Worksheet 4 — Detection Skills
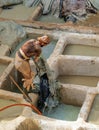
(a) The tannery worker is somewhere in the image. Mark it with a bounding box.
[15,35,50,94]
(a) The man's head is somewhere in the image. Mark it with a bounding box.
[37,35,50,47]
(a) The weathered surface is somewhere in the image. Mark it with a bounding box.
[0,0,23,7]
[0,21,26,48]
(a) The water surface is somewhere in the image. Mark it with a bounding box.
[44,103,80,121]
[58,75,99,87]
[63,44,99,57]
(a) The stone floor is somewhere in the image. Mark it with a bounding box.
[0,2,99,130]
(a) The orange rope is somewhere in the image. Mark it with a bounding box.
[0,104,42,115]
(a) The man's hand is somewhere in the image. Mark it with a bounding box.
[22,73,35,91]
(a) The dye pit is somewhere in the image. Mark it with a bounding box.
[0,1,99,130]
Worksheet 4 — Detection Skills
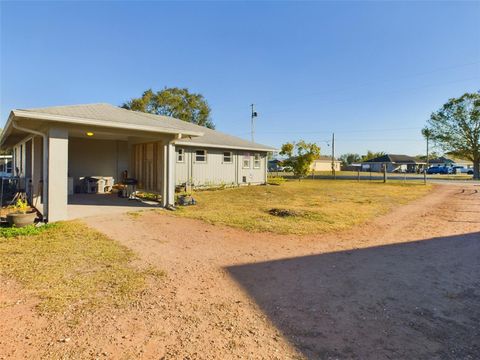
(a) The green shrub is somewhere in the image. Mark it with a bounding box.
[267,176,286,185]
[0,224,55,238]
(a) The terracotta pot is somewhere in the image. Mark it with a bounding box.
[7,211,37,227]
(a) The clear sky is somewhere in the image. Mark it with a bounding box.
[0,1,480,155]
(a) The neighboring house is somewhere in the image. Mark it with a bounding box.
[268,159,284,171]
[362,154,426,173]
[0,155,13,177]
[0,104,274,221]
[310,156,342,171]
[428,156,473,168]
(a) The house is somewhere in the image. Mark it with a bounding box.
[0,155,12,177]
[428,156,473,168]
[0,104,274,222]
[362,154,426,173]
[310,155,342,171]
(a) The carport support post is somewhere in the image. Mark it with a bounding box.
[167,142,175,205]
[162,142,175,207]
[44,128,68,222]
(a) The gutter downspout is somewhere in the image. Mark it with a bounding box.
[12,120,48,221]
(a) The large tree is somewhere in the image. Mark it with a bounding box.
[339,153,362,166]
[361,150,385,161]
[122,88,215,129]
[280,140,320,179]
[422,93,480,179]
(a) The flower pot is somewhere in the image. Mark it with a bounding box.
[7,211,37,227]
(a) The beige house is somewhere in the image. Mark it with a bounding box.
[310,156,342,171]
[0,104,274,222]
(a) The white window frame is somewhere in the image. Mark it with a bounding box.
[253,153,262,169]
[223,151,233,164]
[177,148,185,163]
[195,149,207,164]
[242,154,250,169]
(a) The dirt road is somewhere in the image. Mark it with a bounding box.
[0,186,480,359]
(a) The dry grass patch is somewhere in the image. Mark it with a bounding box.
[0,222,160,313]
[175,180,432,235]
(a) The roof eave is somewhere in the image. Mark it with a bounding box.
[174,140,277,152]
[10,110,204,136]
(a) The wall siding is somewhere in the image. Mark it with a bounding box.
[175,146,267,186]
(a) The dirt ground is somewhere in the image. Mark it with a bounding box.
[0,185,480,359]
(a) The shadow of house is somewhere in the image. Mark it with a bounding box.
[227,233,480,359]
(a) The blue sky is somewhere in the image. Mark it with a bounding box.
[0,1,480,155]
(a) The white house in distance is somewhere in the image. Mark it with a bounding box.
[362,154,426,173]
[310,155,342,171]
[0,104,274,222]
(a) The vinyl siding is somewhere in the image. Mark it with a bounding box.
[175,146,267,186]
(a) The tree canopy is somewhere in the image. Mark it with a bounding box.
[422,93,480,179]
[121,87,215,129]
[361,150,385,161]
[280,140,320,178]
[338,153,362,166]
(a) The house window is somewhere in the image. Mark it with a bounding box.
[195,150,207,162]
[242,154,250,169]
[253,154,262,169]
[223,151,233,164]
[177,149,185,162]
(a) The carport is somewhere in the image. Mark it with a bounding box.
[1,104,202,222]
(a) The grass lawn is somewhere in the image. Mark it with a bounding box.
[0,222,162,313]
[278,170,473,180]
[174,179,432,235]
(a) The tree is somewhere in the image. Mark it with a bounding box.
[361,150,385,161]
[280,140,320,178]
[422,93,480,179]
[339,153,362,166]
[121,88,215,129]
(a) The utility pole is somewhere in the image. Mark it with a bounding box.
[423,132,430,184]
[332,133,337,179]
[250,104,258,142]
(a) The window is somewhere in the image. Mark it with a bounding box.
[242,154,250,169]
[223,151,233,164]
[177,149,185,162]
[253,154,262,169]
[195,150,207,162]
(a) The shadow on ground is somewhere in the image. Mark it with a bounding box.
[227,233,480,359]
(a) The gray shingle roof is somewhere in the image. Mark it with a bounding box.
[364,154,424,164]
[15,103,275,151]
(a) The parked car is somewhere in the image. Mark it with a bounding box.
[427,166,452,174]
[452,166,473,175]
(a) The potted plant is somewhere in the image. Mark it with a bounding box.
[7,199,37,227]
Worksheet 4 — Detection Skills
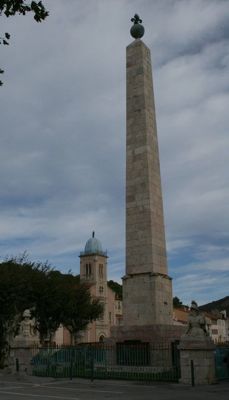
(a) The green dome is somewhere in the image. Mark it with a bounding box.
[82,232,106,255]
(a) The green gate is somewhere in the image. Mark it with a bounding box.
[215,346,229,380]
[31,343,180,382]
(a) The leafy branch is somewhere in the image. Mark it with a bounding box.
[0,0,49,86]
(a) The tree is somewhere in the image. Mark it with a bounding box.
[59,283,104,345]
[173,296,183,308]
[0,256,103,367]
[0,260,36,367]
[0,0,49,86]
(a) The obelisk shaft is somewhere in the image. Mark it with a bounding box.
[126,39,167,275]
[123,39,172,326]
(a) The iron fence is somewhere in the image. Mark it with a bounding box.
[26,343,180,382]
[215,344,229,380]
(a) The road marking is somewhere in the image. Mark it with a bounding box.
[40,385,123,394]
[0,390,80,400]
[0,386,23,390]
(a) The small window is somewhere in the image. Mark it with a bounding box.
[99,264,103,278]
[86,264,91,276]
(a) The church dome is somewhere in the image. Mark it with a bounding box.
[84,232,105,255]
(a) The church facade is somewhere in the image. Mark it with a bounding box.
[54,232,122,345]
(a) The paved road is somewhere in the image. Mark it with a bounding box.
[0,376,229,400]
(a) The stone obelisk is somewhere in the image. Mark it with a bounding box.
[123,15,172,329]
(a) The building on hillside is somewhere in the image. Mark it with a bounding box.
[173,307,229,344]
[205,311,229,343]
[79,232,122,343]
[173,307,189,326]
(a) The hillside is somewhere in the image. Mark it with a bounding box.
[199,296,229,317]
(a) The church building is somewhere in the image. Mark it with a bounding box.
[54,232,122,345]
[79,232,122,342]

:::

- TO DO: Pull out every line of the data above that contains the word "grass", and copy each one in full.

- FINISHED ANSWER:
(a) The dry grass patch is somewhere in the image. Mark it with a bounding box.
(a) The grass lawn is somewhere in the image. Mark it with a bounding box.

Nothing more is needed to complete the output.